**** Kayıtlı satırlar ****
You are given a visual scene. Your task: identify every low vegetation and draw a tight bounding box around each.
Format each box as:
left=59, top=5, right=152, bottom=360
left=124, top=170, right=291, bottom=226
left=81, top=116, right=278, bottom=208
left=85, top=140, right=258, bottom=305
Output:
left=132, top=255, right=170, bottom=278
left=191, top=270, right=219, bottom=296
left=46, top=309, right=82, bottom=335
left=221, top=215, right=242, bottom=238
****
Yukarıdaki öğeleri iki sütunlu bir CSV olarak verin; her öğe için bir satır olsun ve sütun adları "istek" ile "cevap" olsun. Her alanı tırnak içine alıp satır sonlarını boşluğa çevirin.

istek,cevap
"You are given a visual scene. Your task: identify every low vegetation and draw a tight bounding box around each. Format each box as: left=59, top=5, right=152, bottom=360 left=124, top=170, right=291, bottom=226 left=81, top=116, right=278, bottom=208 left=85, top=140, right=258, bottom=305 Output:","left=132, top=255, right=170, bottom=278 left=191, top=270, right=219, bottom=296 left=46, top=309, right=82, bottom=335 left=221, top=215, right=242, bottom=238"